→ Short exercise: How many lines of the material below contain the word "pedestrian"? Reply with the number alone.

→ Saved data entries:

-- begin --

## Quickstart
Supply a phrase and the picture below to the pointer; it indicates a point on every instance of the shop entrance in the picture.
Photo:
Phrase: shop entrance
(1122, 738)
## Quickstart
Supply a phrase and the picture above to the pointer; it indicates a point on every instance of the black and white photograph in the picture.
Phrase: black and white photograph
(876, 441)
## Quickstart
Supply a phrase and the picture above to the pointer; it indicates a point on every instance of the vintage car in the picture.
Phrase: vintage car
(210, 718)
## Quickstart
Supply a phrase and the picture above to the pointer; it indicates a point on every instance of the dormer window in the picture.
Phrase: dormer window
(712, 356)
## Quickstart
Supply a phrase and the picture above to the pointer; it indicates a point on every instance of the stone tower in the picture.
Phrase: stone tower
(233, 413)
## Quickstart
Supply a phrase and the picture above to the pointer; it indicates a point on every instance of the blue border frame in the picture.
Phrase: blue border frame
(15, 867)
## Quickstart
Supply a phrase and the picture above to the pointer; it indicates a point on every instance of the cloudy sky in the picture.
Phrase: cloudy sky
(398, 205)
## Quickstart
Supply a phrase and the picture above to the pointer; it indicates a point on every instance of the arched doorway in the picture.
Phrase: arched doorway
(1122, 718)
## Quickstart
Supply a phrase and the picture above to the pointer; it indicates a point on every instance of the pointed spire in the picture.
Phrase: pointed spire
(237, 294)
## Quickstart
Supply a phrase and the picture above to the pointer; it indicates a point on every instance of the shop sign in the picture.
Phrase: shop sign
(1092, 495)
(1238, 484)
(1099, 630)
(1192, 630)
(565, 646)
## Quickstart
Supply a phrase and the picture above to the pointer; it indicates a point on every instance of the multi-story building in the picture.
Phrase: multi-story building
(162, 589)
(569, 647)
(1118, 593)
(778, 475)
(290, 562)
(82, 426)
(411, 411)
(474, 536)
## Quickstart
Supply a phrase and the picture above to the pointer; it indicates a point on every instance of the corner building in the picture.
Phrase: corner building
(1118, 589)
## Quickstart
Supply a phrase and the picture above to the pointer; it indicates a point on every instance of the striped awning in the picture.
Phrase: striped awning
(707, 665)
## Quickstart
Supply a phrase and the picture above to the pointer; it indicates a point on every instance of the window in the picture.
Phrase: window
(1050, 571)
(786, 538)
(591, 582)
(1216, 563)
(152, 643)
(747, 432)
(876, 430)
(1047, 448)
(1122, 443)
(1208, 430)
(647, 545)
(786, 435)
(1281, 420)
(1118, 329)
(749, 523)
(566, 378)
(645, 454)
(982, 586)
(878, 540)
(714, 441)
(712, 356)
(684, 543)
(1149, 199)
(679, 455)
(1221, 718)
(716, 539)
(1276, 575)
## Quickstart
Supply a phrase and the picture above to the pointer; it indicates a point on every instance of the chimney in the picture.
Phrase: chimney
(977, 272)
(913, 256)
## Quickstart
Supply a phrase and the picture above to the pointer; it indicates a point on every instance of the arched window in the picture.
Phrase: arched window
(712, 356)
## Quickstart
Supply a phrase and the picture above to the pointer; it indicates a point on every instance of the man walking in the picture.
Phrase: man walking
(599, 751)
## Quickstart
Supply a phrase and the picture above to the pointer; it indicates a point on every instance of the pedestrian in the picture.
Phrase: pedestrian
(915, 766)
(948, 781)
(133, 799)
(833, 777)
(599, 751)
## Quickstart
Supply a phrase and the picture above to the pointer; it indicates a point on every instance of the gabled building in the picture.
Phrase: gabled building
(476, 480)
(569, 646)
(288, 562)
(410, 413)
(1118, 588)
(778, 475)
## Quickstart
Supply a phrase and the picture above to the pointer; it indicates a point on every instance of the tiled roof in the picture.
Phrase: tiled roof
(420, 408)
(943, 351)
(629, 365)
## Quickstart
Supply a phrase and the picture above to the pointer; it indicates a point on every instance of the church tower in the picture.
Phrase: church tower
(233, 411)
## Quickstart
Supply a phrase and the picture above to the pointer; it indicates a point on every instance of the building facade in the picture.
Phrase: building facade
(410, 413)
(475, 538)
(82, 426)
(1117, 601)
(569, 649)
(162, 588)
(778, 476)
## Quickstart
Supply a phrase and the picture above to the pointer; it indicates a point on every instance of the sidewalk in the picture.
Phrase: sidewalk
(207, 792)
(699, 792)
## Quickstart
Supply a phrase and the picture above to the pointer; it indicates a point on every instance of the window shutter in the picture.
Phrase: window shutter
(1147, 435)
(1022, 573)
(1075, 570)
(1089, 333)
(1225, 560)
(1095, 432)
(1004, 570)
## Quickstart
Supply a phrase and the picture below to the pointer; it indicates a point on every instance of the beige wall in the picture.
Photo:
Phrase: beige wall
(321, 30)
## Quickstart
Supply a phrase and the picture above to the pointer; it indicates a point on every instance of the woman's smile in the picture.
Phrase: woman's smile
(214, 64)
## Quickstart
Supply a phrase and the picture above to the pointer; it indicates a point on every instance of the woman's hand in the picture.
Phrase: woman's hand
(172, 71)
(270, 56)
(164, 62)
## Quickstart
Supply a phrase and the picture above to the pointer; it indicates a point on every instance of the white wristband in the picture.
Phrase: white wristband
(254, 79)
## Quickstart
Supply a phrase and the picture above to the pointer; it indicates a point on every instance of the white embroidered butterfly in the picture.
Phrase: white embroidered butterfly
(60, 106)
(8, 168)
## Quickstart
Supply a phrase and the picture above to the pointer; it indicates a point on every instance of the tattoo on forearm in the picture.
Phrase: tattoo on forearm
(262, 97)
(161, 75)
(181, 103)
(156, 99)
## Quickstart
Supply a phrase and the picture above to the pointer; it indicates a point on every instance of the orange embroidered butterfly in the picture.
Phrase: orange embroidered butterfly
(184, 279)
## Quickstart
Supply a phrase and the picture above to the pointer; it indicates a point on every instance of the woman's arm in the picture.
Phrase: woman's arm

-- end --

→ Output for this exercise: 2